In the listing, from the line with "TARGET: entrance doorway" to the end of the listing, swap "entrance doorway" for "main entrance". Return only those lines, with everything else unchanged.

%%

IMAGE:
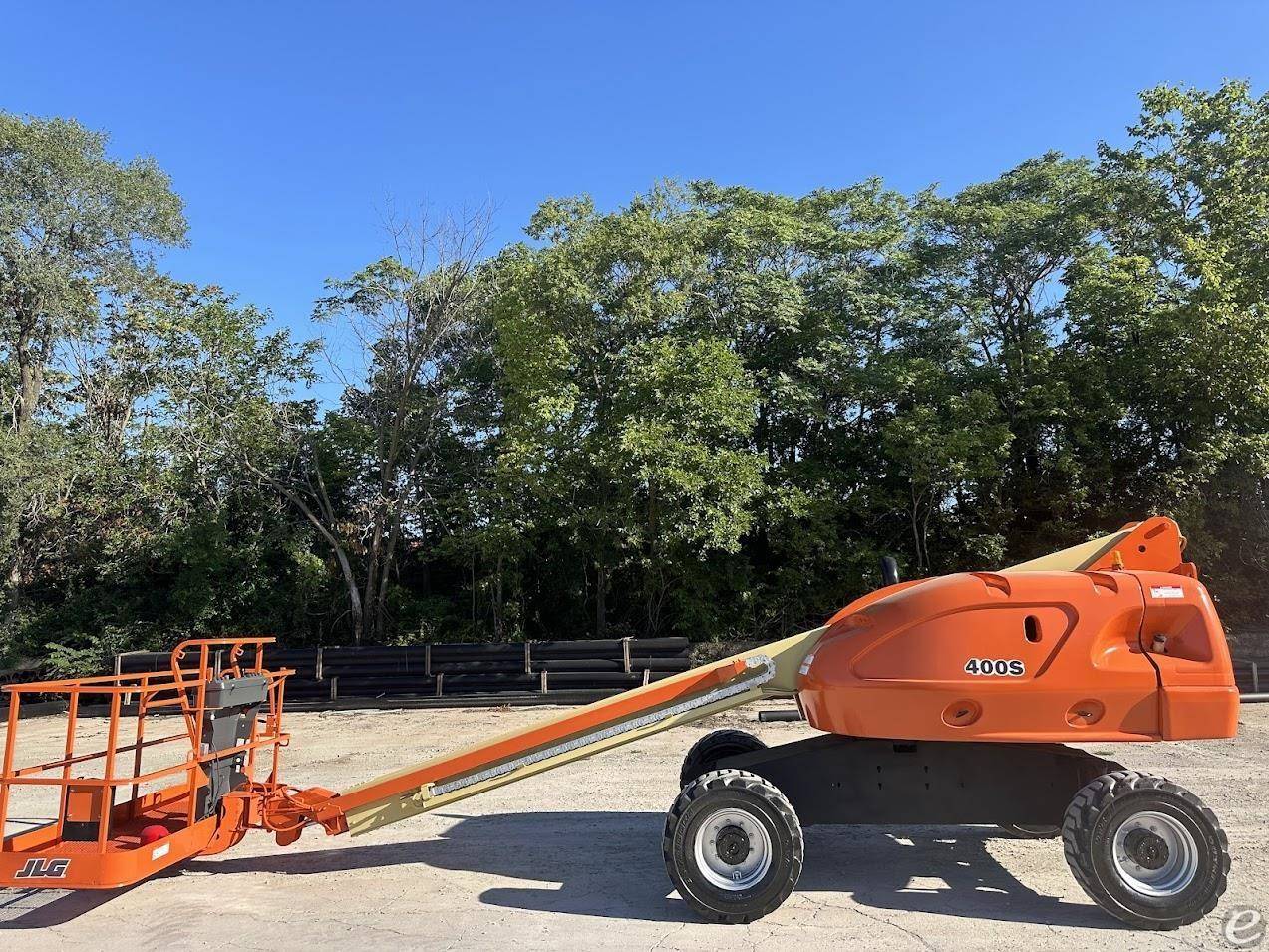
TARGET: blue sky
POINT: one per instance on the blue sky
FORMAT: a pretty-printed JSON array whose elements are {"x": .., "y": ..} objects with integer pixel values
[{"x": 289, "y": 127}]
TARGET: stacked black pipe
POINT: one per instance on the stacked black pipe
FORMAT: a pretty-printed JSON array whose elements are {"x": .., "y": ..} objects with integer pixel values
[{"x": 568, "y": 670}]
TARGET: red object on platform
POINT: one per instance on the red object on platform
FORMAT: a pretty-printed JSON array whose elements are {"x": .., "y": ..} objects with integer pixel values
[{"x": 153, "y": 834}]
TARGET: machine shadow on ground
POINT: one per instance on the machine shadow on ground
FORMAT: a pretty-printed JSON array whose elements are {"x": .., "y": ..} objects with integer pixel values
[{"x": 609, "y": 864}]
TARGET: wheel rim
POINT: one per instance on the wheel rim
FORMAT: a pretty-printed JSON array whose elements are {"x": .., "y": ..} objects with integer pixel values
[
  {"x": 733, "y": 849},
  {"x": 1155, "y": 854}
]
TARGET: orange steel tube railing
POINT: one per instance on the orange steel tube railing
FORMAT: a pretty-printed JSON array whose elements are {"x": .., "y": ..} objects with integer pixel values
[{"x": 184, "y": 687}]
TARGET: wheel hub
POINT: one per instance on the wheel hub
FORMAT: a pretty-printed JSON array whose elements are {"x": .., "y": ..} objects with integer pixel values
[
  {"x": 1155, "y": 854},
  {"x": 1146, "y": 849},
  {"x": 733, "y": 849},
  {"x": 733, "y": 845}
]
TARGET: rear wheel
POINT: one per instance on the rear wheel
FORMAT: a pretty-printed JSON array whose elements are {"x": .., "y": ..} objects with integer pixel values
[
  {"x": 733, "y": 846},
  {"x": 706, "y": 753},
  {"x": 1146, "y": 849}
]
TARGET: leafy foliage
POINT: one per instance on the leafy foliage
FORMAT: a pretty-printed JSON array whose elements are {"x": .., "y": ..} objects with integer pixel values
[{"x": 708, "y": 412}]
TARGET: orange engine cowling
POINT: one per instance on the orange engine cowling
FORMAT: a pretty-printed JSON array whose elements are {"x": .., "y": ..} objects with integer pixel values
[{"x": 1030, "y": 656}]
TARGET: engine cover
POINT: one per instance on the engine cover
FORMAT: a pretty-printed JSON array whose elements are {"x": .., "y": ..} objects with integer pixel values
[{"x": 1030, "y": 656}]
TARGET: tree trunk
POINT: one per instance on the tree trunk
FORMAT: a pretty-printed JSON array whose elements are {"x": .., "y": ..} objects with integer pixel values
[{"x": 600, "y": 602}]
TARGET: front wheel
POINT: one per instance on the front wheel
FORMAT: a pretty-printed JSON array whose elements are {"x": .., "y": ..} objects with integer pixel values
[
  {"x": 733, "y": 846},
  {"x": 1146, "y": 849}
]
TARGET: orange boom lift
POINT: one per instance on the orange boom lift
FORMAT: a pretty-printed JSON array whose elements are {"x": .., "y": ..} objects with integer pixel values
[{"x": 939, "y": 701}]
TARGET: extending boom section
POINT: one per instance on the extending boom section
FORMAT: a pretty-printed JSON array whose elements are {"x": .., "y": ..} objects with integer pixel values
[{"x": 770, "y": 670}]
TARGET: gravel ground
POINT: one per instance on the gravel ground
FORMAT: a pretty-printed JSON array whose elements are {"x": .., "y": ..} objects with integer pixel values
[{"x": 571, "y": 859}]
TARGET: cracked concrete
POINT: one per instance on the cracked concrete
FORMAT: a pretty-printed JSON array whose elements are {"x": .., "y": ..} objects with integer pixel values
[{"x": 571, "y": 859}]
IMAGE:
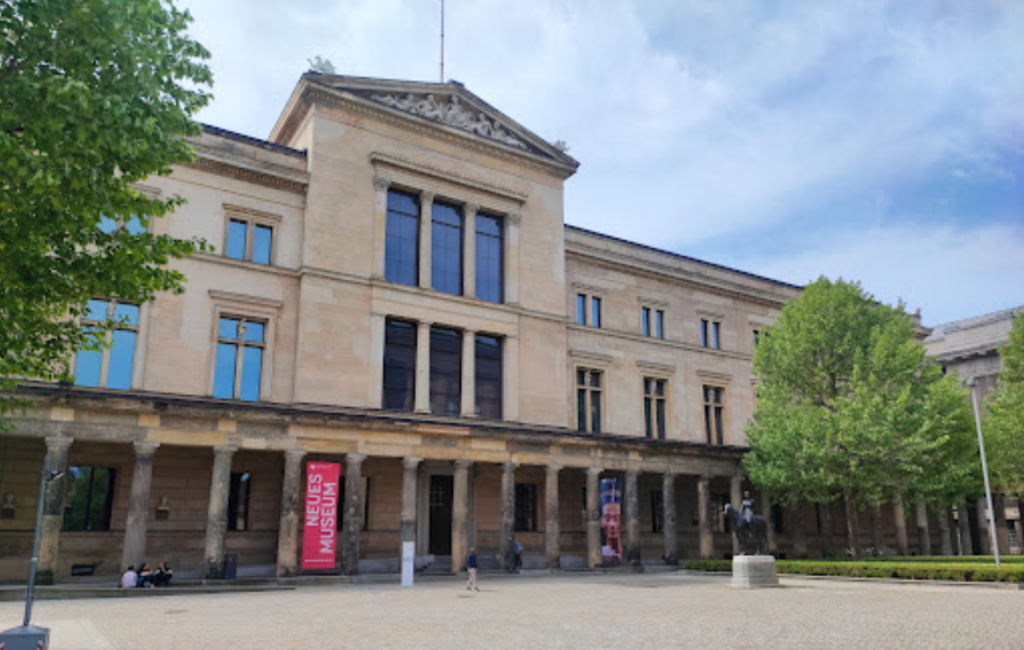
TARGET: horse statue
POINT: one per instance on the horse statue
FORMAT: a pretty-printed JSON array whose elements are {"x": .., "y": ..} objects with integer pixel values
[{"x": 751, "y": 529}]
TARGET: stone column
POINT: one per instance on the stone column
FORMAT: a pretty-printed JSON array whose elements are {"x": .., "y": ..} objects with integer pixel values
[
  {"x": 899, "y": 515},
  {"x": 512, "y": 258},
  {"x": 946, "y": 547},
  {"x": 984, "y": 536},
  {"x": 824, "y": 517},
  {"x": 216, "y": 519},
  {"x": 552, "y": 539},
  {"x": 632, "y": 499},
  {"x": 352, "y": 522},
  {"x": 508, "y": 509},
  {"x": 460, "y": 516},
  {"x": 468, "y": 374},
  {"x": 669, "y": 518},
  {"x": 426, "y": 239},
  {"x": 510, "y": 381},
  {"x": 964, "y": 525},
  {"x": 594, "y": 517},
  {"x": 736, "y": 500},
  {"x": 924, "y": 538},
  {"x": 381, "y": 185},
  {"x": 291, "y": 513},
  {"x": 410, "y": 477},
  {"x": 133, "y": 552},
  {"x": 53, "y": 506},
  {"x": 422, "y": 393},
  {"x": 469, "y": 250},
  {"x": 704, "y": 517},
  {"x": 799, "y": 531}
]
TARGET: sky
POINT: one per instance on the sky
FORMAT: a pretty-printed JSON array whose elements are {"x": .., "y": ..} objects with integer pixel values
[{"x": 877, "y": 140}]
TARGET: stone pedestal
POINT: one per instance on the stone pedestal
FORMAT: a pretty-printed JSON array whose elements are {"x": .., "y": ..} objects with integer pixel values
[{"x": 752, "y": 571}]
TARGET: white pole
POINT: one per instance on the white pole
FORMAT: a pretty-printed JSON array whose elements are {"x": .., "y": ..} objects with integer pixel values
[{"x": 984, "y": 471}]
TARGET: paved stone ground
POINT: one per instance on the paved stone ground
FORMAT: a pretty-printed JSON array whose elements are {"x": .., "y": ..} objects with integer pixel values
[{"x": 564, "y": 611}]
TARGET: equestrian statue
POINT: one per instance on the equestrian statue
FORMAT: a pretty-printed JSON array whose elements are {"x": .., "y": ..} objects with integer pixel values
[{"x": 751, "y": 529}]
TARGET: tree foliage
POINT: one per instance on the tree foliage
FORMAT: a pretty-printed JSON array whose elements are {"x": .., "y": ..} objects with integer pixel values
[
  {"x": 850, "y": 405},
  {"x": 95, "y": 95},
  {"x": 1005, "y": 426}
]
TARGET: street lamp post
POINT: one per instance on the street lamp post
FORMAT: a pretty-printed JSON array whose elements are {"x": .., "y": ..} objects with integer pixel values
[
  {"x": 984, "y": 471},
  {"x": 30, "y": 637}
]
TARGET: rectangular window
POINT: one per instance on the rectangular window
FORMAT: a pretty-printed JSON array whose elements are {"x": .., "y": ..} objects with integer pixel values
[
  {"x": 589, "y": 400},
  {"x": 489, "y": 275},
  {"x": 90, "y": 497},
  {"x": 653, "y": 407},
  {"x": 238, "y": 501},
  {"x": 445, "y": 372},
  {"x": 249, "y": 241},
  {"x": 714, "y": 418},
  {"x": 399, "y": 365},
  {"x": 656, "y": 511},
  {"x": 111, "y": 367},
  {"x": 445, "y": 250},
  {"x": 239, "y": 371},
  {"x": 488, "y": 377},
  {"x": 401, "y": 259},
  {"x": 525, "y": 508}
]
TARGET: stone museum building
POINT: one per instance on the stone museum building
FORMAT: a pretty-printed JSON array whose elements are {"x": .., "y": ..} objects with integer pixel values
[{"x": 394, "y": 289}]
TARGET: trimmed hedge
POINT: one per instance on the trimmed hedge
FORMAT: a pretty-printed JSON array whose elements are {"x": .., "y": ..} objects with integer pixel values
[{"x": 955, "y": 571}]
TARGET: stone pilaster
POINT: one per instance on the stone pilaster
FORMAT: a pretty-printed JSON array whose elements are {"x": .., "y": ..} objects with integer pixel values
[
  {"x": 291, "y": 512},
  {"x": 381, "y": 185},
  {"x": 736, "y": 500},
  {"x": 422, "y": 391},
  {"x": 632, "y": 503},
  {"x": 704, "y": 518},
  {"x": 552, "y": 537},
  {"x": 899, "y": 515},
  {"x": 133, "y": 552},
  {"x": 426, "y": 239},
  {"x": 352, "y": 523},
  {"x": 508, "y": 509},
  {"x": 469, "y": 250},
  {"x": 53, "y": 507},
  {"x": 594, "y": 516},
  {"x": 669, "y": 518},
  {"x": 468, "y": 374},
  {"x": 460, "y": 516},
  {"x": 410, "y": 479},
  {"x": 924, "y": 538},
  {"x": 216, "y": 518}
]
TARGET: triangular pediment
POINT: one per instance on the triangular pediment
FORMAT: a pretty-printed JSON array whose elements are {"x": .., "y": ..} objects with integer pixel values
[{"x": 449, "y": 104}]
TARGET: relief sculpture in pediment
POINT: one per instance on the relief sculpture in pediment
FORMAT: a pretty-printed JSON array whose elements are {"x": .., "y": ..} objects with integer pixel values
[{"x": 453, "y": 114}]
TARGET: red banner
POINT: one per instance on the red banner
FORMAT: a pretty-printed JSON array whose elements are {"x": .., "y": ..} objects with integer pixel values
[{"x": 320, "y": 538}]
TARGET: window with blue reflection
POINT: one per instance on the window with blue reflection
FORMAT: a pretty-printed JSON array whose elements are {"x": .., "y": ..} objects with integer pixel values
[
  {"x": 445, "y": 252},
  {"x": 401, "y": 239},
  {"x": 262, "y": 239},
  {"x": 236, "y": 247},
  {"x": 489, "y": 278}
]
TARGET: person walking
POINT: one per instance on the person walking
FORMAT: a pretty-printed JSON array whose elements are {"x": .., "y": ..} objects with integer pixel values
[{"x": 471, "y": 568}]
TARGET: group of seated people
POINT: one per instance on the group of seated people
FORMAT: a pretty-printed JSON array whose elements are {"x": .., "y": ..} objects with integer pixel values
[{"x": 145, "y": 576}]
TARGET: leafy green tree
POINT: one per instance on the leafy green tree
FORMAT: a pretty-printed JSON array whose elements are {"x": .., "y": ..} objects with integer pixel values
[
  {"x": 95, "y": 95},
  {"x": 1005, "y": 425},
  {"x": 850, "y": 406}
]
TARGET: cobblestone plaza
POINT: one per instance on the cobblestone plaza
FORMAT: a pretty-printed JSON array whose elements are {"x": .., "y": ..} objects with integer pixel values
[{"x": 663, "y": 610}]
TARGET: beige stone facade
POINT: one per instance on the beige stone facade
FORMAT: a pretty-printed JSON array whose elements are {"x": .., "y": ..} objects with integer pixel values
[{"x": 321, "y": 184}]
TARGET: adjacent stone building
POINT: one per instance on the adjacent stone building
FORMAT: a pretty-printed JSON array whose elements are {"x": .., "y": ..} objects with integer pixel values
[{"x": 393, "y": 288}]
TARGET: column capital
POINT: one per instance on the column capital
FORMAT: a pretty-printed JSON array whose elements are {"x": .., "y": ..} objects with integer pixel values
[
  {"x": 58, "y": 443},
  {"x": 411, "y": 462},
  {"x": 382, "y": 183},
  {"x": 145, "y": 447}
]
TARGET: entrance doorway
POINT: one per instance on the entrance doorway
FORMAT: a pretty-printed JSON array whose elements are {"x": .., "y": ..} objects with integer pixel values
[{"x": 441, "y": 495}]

%%

● Worked solution:
TARGET: main entrance
POINT: one per instance on the main entrance
FORMAT: a pretty-printed JSON array whose elements are {"x": .., "y": ..} objects with integer pixel values
[{"x": 441, "y": 495}]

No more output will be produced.